**SHORT EXERCISE 1:**
Report every line of the records below that contains the string "loudspeaker", treating uppercase and lowercase letters as distinct.

**EXTRACTED TEXT:**

Before we start, we look at some of the training images.
par(mar = c(0, 0, 0, 0), mfrow = c(5, 5))
index <- sample(seq(50000), 25)
for (i in index) plot(as.raster(as.array(train_ds[i][[1]]$permute(c(2,3,1)))))

The as.raster() function converts the feature map so
that it can be plotted as a color image.
Here we specify a moderately-sized CNN for demonstration purposes.
conv_block <- nn_module(
initialize = function(in_channels, out_channels) {
self$conv <- nn_conv2d(
in_channels = in_channels,
out_channels = out_channels,
kernel_size = c(3,3),
padding = "same"
)
self$relu <- nn_relu()
self$pool <- nn_max_pool2d(kernel_size = c(2,2))
},
forward = function(x) {
x %>%
self$conv() %>%
self$relu() %>%
self$pool()
}
)
model <- nn_module(
initialize = function() {
self$conv <- nn_sequential(
conv_block(3, 32),
conv_block(32, 64),
conv_block(64, 128),
conv_block(128, 256)
)
self$output <- nn_sequential(
nn_dropout(0.5),
nn_linear(2*2*256, 512),
nn_relu(),
nn_linear(512, 100)
)
},
forward = function(x) {
x %>%
self$conv() %>%
torch_flatten(start_dim = 2) %>%
self$output()
}
)
model()
## An `nn_module` containing 964,516 parameters.
##
## ── Modules ─────────────────────────────────────────────────────────────────────
## • conv: <nn_sequential> #388,416 parameters
## • output: <nn_sequential> #576,100 parameters
Notice that we used the padding = "same" argument to
nn_conv2d(), which ensures that the output channels have
the same dimension as the input channels. There are 32 channels in the
first hidden layer, in contrast to the three channels in the input
layer. We use a \(3\times 3\)

**DATASET EXCERPTS:**
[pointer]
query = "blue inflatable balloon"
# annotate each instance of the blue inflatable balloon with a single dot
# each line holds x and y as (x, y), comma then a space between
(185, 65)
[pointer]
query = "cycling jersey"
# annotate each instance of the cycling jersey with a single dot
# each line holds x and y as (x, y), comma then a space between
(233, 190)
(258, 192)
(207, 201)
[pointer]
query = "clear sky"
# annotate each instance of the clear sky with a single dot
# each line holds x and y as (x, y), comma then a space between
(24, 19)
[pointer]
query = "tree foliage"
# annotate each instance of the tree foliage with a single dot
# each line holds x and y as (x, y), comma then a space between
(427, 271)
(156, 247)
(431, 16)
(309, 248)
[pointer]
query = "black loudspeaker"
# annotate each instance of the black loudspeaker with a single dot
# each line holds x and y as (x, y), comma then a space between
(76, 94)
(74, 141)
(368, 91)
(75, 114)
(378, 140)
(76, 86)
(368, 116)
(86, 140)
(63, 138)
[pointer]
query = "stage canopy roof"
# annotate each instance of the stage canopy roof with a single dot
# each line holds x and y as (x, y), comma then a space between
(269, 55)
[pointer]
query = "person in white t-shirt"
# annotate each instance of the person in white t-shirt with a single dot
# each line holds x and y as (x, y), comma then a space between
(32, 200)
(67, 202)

**SHORT EXERCISE 2:**
Echo, word for word, the portion of the convolutional-network text above that begins at the words "par(mar = c(0, 0, 0, 0), mfrow" and ends after the words "a color image.".

**WRITTEN SOLUTION 1:**
query = "black loudspeaker"
# annotate each instance of the black loudspeaker with a single dot

**WRITTEN SOLUTION 2:**
par(mar = c(0, 0, 0, 0), mfrow = c(5, 5))
index <- sample(seq(50000), 25)
for (i in index) plot(as.raster(as.array(train_ds[i][[1]]$permute(c(2,3,1)))))

The as.raster() function converts the feature map so
that it can be plotted as a color image.